◆ Exercício proposto 1:
Responda com base no trecho sobre o processo de impeachment:
(a) Em qual mandado de segurança foi proferida a decisão liminar do ministro Marco Aurélio?
(b) Qual ministro concedeu entrevista aos jornalistas?
(c) Qual dispositivo do CPP é citado a respeito da justa causa?
◆ Exercício proposto 2: Liste todas as pessoas citadas pelo nome no trecho sobre o processo de impeachment.
◆ Exercício proposto 3: Escreva a continuação do texto sobre o processo de impeachment a partir do ponto em que ele termina.

A propósito da (in)coerência na decisão liminar proferida pelo ministro Marco Aurélio no Mandado de Segurança 34.087, há que se ter um cuidado no trato da jurisprudência, o que envolve demasiada complexidade e aprofundamento em face do caráter histórico-dinâmico da atuação jurisdicional. Esse cuidado adquire reforçada exigência no processo de impeachment, pela sua óbvia eficácia nos rumos da República. Com efeito, o ministro Gilmar Mendes concedeu entrevista dizendo aos jornalistas: "É tudo novo pra mim. Mas o ministro Marco Aurélio sempre está nos ensinando".

Embora esta fala do ministro Gilmar Mendes tenha sido dirigida mais especialmente à discussão acerca da (im)possibilidade de impeachment quanto ao vice-presidente — o que foge ao objeto deste texto —, ela é importante no plano simbólico inerente ao debate em torno da (in)coerência jurisprudencial no tocante à competência do presidente da Câmara dos Deputados para o recebimento da denúncia e para o exame da justa causa no processo de impeachment. Ainda que se admita a possibilidade de exame superficial, o requisito da justa causa para o recebimento vai além da regularidade meramente formal da denúncia. E, neste específico ponto, há concordância com o artigo doutrinário de Marcelo Cattoni, Bernardo Fernandes, Alexandre Bahia e Diogo Bacha.

O diálogo fica tensionado, no entanto, quando dizem que o "ato de recebimento da denúncia de crime de responsabilidade não é meramente burocrático, devendo sim rejeitá-la quando a mesma for despida de justa causa", no substancioso artigo doutrinário aqui dialogado. Para os estimados juristas nominados ao fim do parágrafo anterior, "a análise da presença dos requisitos de uma denúncia não implica apenas a sua regularidade formal ou não, mas, consoante prescreve o artigo 395, III do CPP, a existência da justa causa".

◆ Dados fornecidos:
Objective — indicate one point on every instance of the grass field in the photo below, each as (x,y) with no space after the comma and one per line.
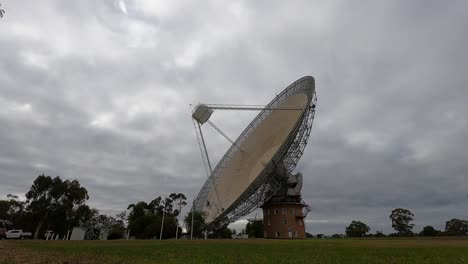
(439,250)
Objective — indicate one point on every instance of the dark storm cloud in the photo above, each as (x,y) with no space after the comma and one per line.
(100,92)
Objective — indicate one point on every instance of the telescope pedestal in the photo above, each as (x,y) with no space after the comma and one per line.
(283,217)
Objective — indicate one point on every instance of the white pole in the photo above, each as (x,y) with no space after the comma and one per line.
(191,229)
(162,222)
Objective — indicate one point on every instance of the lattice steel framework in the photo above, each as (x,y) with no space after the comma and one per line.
(285,159)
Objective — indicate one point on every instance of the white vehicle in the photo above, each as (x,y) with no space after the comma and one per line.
(18,234)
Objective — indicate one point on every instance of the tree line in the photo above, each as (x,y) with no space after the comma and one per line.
(60,205)
(402,223)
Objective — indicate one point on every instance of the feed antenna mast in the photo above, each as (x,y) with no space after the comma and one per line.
(201,115)
(256,170)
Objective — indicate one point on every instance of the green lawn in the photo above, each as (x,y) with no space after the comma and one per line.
(440,250)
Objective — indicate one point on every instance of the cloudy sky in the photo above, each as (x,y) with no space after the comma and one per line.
(100,91)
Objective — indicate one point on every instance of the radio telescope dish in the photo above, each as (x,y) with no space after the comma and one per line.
(258,163)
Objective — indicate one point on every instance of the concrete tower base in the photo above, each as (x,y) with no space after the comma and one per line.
(283,217)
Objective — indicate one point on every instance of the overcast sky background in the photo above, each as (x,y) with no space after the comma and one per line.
(99,91)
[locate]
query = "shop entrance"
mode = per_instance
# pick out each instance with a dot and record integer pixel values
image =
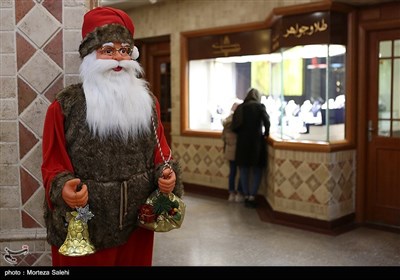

◆ Resposta 1:
(a) No Mandado de Segurança 34.087.
(b) O ministro Gilmar Mendes.
(c) O artigo 395, III do CPP.

◆ Resposta 2: Marco Aurélio, Gilmar Mendes, Marcelo Cattoni, Bernardo Fernandes, Alexandre Bahia e Diogo Bacha.

◆ Resposta 3:
Ocorre que não foi o ministro Marco Aurélio quem, no dia 5 de abril do corrente ano, quebrou a coerência jurisprudencial — aqui admitida para fins de debate doutrinário. Antes disso, em 3 de dezembro de 2015, o ministro Gilmar Mendes já havia também proferido decisão liminar no Mandado de Segurança 33.921, o qual fora impetrado em face da decisão de recebimento da denúncia contra a atual presidente da República.

Ao tratar da atuação do presidente em exercício da Câmara dos Deputados, o ministro Gilmar Mendes asseverou tratar-se "de análise acerca do cumprimento dos requisitos formais de prosseguimento da denúncia". Mais enfaticamente, a decisão liminar do ministro Gilmar Mendes consolida a interpretação de que, ao observar "detidamente o ato apontado como coator, configura-se claro que houve apenas análise formal pelo Chefe da Câmara dos Deputados, devidamente fundamentada, no exercício do seu mister constitucional". Antes de se vislumbrar a (in)aplicabilidade do artigo 395, III, do Código de Processo Penal, deve-se atentar para o "mister constitucional" do eventual presidente da casa legislativa competente para o processo de impeachment.

Portanto, se efetivamente havia tradição jurisprudencial de abertura ao juízo superficial de mérito para o recebimento da denúncia no processo de impeachment, configurado no exame de justa causa pelo(a) presidente da casa legislativa competente, esta coerência foi quebrada pelo ministro Gilmar Mendes na decisão liminar proferida no Mandado de Segurança 33.921, em 3 de dezembro de 2015. E, como já aqui explicitado, essa incoerência é uma resposta constitucionalmente adequada. Mais um ponto para Ronald Dworkin. A preservação da integridade do Direito exige, muitas vezes, a construção de respostas imediatamente incoerentes com o passado jurídico, mas mediatamente coerentes com a cadeia argumentativa vindoura. Eis a metáfora do romance em cadeia (chain novel).

E salta aos olhos nesta questão a complexidade do e no Direito, é dizer, os compromissos deontológicos dele provenientes. Note-se que a decisão liminar do ministro Gilmar Mendes chancelou o recebimento da denúncia no processo de impeachment da atual presidente da República. Todavia, na sua ratio decidendi, no seu núcleo duro, encontra-se o estopim da coerência jurisprudencial da decisão liminar proferida pelo ministro Marco Aurélio que derrubou a decisão de não-recebimento da denúncia no processo de impeachment contra o vice-presidente da República. Conquanto essa perspectiva não tenha sido explicitada neste último julgado, eis aí o papel da doutrina, nem de vassalagem intelectual, nem de iluminismo solipsista, mas de vigilância e de constrangimentos epistemológicos.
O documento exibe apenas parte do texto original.